Image-grounded pointing data
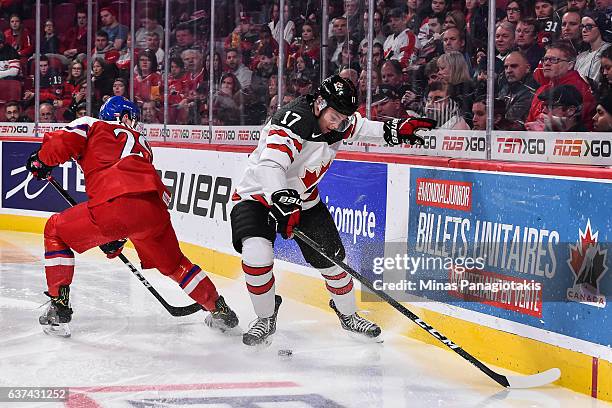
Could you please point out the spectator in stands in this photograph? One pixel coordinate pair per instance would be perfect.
(453, 70)
(454, 19)
(273, 106)
(51, 85)
(233, 60)
(150, 112)
(479, 111)
(515, 12)
(504, 39)
(12, 112)
(274, 23)
(387, 105)
(430, 40)
(50, 43)
(517, 86)
(148, 25)
(605, 82)
(120, 87)
(547, 20)
(379, 35)
(308, 44)
(153, 44)
(340, 34)
(19, 37)
(303, 85)
(244, 38)
(440, 107)
(561, 111)
(102, 45)
(594, 26)
(353, 15)
(476, 19)
(75, 110)
(571, 31)
(217, 68)
(558, 69)
(391, 73)
(177, 83)
(526, 41)
(148, 80)
(46, 113)
(226, 97)
(9, 60)
(349, 74)
(602, 120)
(401, 44)
(184, 40)
(75, 39)
(577, 5)
(363, 83)
(117, 33)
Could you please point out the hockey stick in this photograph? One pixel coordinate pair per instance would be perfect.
(510, 381)
(173, 310)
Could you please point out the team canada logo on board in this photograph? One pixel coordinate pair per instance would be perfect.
(587, 262)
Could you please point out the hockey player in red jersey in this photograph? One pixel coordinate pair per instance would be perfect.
(275, 195)
(126, 199)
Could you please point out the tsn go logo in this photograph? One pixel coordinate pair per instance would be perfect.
(521, 145)
(464, 143)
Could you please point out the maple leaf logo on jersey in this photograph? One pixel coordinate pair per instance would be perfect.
(587, 262)
(312, 177)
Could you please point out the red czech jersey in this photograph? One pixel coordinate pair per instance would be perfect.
(115, 159)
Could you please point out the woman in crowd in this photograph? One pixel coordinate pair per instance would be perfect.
(148, 80)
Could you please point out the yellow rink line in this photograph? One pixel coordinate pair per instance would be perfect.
(579, 372)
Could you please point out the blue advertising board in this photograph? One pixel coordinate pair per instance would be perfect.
(21, 191)
(355, 194)
(541, 245)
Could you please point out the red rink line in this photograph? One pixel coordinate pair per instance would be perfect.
(78, 398)
(186, 387)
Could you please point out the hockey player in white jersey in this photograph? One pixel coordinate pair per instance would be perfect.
(275, 195)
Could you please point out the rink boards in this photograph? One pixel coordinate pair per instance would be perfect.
(531, 223)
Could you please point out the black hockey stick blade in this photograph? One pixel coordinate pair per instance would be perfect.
(510, 381)
(173, 310)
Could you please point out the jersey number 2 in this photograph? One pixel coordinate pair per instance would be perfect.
(285, 118)
(131, 148)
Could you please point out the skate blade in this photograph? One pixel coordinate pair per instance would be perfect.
(362, 338)
(222, 327)
(57, 330)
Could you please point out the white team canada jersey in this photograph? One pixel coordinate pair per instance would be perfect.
(401, 47)
(283, 159)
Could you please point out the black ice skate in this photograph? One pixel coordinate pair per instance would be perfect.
(356, 324)
(263, 327)
(222, 318)
(58, 314)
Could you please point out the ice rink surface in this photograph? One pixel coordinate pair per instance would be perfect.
(127, 351)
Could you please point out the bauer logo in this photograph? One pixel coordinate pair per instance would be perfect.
(21, 191)
(521, 145)
(587, 262)
(456, 195)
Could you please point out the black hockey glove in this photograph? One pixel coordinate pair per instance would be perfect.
(36, 166)
(285, 211)
(398, 131)
(113, 249)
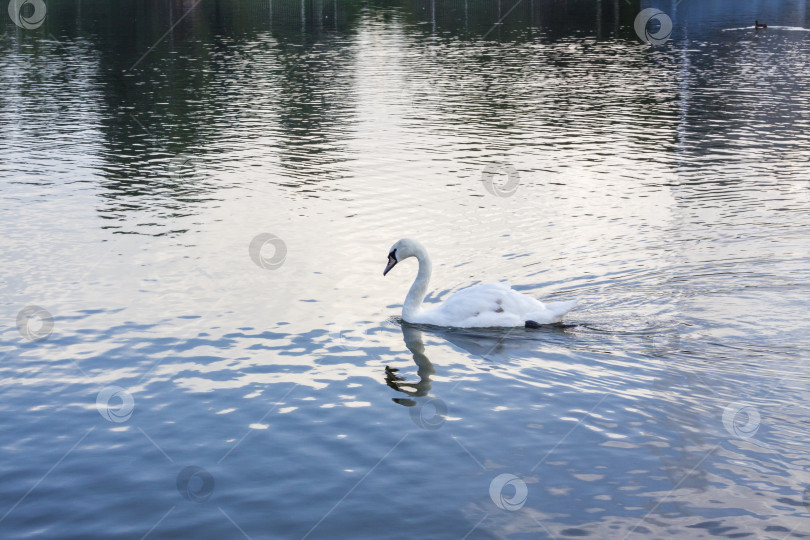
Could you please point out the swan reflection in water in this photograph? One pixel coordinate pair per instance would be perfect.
(478, 342)
(415, 344)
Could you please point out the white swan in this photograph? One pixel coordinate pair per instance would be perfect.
(489, 304)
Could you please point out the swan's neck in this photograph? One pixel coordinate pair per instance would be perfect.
(413, 302)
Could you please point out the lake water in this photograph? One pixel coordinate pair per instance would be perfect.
(198, 200)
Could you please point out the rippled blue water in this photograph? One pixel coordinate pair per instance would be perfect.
(165, 377)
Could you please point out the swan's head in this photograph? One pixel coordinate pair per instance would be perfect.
(401, 250)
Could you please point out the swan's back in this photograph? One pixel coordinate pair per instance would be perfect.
(491, 304)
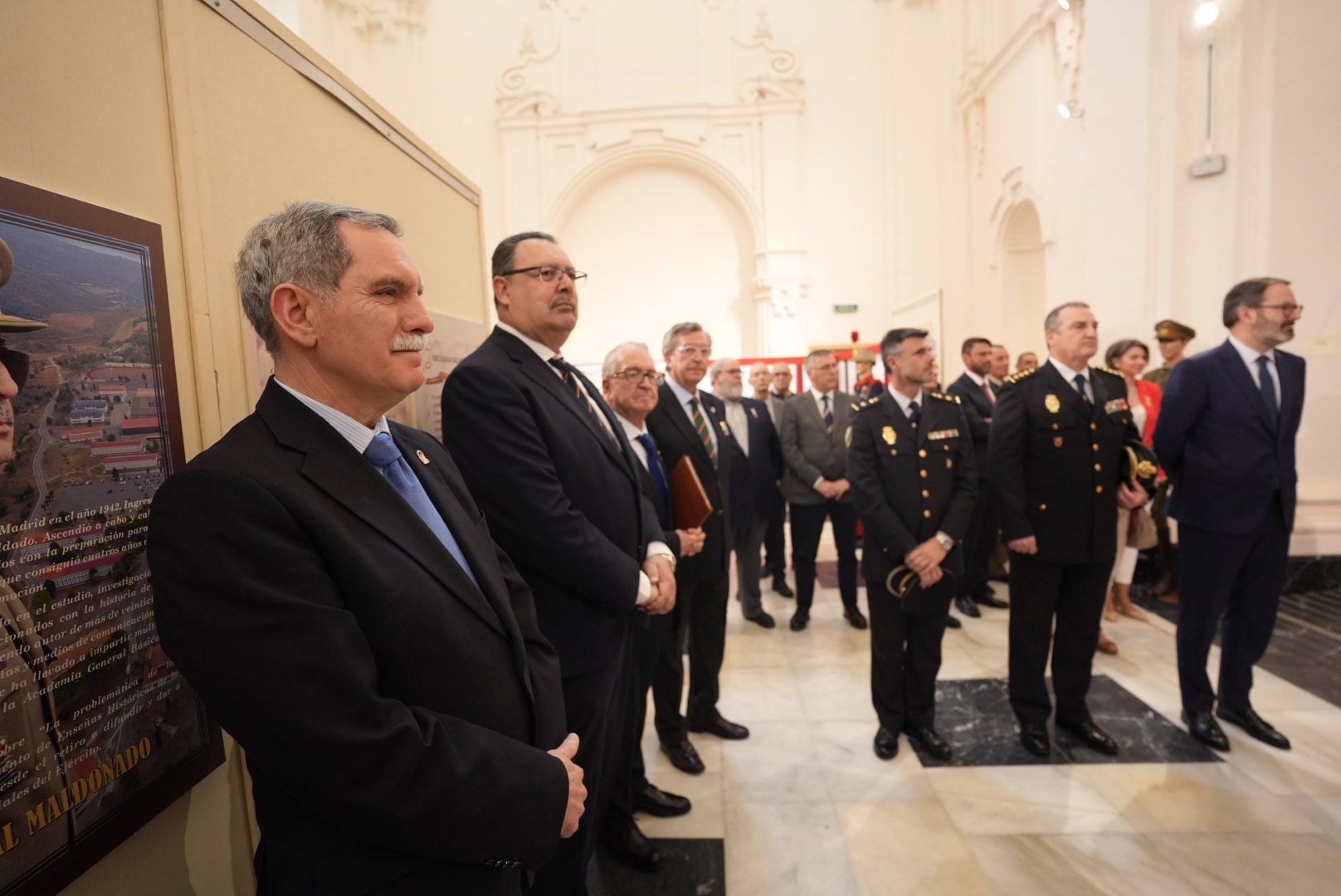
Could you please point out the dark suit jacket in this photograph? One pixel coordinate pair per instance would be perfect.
(807, 451)
(755, 478)
(979, 412)
(1218, 448)
(1056, 461)
(562, 498)
(394, 715)
(676, 439)
(911, 483)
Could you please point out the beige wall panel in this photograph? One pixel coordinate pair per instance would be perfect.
(252, 134)
(86, 115)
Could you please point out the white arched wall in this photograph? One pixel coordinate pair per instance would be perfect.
(660, 245)
(1022, 280)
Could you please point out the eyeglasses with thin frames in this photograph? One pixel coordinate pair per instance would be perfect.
(635, 376)
(548, 273)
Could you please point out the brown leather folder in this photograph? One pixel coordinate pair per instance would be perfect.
(691, 504)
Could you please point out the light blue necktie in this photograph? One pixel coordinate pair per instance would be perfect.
(383, 455)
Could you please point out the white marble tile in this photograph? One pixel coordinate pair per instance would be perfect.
(851, 772)
(1253, 864)
(775, 763)
(786, 850)
(1075, 865)
(908, 846)
(836, 694)
(1023, 800)
(759, 694)
(1191, 797)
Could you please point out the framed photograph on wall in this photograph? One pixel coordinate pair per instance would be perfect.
(98, 730)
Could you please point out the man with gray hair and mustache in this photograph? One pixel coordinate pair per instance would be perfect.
(326, 582)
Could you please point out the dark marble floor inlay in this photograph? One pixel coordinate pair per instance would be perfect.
(974, 715)
(691, 868)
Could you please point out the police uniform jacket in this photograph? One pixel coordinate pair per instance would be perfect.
(909, 483)
(1056, 461)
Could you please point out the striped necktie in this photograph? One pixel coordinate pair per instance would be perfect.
(570, 380)
(700, 426)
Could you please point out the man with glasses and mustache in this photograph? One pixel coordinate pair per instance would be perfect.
(558, 480)
(30, 748)
(1226, 439)
(692, 424)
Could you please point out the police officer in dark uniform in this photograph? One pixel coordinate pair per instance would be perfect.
(1057, 443)
(914, 482)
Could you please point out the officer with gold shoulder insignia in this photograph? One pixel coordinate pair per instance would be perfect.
(1057, 450)
(912, 471)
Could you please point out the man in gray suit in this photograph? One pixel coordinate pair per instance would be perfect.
(816, 485)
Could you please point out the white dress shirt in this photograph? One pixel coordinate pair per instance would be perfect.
(1069, 376)
(1250, 357)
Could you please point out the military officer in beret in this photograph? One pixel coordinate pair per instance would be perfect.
(31, 766)
(1173, 338)
(914, 482)
(1057, 444)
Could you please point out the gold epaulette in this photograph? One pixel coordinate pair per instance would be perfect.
(868, 402)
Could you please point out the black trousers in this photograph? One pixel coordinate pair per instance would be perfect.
(979, 542)
(904, 660)
(657, 667)
(597, 706)
(775, 543)
(1239, 578)
(744, 543)
(1073, 596)
(807, 523)
(705, 605)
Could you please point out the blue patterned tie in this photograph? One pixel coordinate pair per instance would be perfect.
(383, 455)
(659, 476)
(1267, 385)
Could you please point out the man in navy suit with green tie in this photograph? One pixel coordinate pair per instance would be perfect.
(1226, 439)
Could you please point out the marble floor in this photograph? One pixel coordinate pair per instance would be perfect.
(803, 806)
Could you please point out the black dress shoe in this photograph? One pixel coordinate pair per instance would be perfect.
(1254, 724)
(1203, 728)
(931, 742)
(631, 845)
(652, 800)
(1034, 737)
(967, 606)
(720, 728)
(886, 743)
(763, 620)
(684, 757)
(1090, 734)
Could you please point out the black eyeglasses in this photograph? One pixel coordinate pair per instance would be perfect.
(17, 363)
(633, 376)
(548, 273)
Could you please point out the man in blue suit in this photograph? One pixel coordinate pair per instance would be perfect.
(754, 494)
(1226, 439)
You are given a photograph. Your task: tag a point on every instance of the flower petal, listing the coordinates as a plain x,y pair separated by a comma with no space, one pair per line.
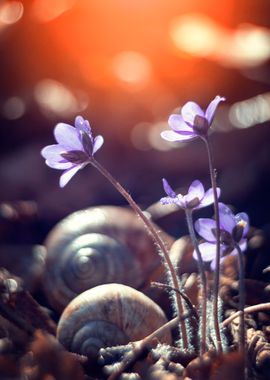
67,136
227,219
167,188
82,124
243,245
177,123
68,174
168,200
205,228
59,165
243,218
213,263
174,136
208,251
98,142
208,198
196,189
211,109
52,152
189,111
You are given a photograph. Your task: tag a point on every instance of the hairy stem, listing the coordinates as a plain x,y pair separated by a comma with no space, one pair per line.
203,280
249,309
217,271
242,334
156,238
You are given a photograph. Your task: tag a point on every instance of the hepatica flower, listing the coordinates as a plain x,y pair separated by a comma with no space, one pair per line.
193,121
75,148
195,198
233,230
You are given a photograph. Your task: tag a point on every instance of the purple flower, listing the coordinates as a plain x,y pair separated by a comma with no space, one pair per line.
192,122
233,230
74,149
194,199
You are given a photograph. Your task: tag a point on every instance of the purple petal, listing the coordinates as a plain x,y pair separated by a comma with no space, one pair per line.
205,228
243,218
67,136
196,189
59,165
174,136
208,251
208,198
168,200
213,263
52,152
167,188
177,123
189,111
98,142
227,219
68,174
180,201
243,245
211,109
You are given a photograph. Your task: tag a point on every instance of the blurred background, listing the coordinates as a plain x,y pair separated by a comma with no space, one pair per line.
125,66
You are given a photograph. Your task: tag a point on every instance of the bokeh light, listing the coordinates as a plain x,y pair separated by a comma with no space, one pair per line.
10,12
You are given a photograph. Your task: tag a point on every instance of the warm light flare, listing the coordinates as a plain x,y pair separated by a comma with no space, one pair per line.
132,67
198,35
11,12
195,34
48,10
56,99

To do:
Repeat the line containing "of the bokeh" and all subsequent lines through the final line of the data, exactly and with no others.

Written answer:
You are given a photograph. Your task: tag a point on every instance of the bokeh light, listing the coordinates as a plain x,y pair separated by a comma with no space, one pair per line.
10,12
You are given a photograph. Your task: tag a point on every instance of the warm light flare, listing the coordinates as a plain x,y pair separated by a comma with no space, one pair per line.
132,67
198,35
11,12
195,34
48,10
56,99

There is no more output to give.